→ Extract

Martin Bormann
(1900 - 1945)
Martin Bormann was head of the Party Chancellery and private secretary of Adolf Hitler, who by the end of World War II had become second only to the Fuhrer himself in terms of real political power.
Bormann was born on June 17, 1900, in Halberstadt, Germany. The son of a former Prussian regimental sergeant-major who later became a post-office employee, Bormann dropped out of school to work on a farming estate in Mecklenburg. After serving briefly as a cannoneer in a field artillery regiment at the end of World War I, Bormann subsequently joined the rightist Rossbach Freikorps in Mecklenburg and was connected with the so-called 'Feme' murders.

→ Instructions for the task
Reproduce the passage of the Bormann biography from "Martin Bormann was" up to and including "so-called 'Feme' murders.", word for word.

→ Data for analysis

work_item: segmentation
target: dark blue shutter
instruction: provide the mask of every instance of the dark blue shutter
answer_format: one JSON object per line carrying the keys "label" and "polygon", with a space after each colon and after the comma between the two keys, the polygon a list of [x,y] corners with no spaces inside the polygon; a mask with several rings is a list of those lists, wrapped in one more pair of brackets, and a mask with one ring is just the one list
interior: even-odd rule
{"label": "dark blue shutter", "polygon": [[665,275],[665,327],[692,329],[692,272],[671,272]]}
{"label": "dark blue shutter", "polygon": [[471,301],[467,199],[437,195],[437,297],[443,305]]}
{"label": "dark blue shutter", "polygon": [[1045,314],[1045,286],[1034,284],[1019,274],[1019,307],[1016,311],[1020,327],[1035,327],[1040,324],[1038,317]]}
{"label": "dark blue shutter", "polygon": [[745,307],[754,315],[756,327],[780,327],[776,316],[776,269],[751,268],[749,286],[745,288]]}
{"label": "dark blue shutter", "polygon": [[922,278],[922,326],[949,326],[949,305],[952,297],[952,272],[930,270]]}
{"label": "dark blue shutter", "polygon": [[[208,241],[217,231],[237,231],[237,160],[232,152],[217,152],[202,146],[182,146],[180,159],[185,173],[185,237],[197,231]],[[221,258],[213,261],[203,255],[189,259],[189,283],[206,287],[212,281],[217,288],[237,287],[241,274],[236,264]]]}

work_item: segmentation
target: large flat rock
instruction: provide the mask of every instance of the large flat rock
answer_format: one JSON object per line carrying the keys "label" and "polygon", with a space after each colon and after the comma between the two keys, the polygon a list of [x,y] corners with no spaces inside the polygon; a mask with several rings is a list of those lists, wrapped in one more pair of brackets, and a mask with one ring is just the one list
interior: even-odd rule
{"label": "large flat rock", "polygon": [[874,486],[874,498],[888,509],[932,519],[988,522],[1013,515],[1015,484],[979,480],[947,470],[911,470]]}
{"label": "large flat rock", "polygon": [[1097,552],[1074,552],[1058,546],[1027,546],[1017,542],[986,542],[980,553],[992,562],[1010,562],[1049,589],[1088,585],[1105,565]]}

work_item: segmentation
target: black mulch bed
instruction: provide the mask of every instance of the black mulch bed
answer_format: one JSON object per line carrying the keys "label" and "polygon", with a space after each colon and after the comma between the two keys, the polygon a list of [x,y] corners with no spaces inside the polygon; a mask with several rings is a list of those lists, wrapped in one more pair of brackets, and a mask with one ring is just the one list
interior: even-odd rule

→ Response box
Martin Bormann was head of the Party Chancellery and private secretary of Adolf Hitler, who by the end of World War II had become second only to the Fuhrer himself in terms of real political power.
Bormann was born on June 17, 1900, in Halberstadt, Germany. The son of a former Prussian regimental sergeant-major who later became a post-office employee, Bormann dropped out of school to work on a farming estate in Mecklenburg. After serving briefly as a cannoneer in a field artillery regiment at the end of World War I, Bormann subsequently joined the rightist Rossbach Freikorps in Mecklenburg and was connected with the so-called 'Feme' murders.